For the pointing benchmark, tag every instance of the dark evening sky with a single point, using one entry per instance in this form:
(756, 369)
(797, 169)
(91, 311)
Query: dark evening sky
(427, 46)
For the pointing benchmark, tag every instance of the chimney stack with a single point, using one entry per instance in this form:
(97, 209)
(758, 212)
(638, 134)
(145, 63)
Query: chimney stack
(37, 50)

☆ ☆ ☆

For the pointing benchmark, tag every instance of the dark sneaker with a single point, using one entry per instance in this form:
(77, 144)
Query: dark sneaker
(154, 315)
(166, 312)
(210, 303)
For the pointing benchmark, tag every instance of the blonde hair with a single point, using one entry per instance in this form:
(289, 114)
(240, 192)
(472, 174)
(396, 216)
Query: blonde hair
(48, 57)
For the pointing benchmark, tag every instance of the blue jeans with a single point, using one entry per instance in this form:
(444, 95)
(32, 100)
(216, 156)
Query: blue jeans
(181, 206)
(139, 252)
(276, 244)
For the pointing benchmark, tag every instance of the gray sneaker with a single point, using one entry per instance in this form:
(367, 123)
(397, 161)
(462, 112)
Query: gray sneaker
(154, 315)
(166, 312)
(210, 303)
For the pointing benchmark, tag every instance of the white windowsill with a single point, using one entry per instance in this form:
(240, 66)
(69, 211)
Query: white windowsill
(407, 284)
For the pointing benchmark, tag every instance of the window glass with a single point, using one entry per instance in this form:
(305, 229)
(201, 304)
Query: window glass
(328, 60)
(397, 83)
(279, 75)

☆ ☆ ☆

• _Task instructions_
Pull out every line of the items above that contains the word "white", matching case exactly.

• _Output_
For the pointing benchmark, tag every instance of the white windowsill with a single point, using one entry per instance in this form:
Query: white windowsill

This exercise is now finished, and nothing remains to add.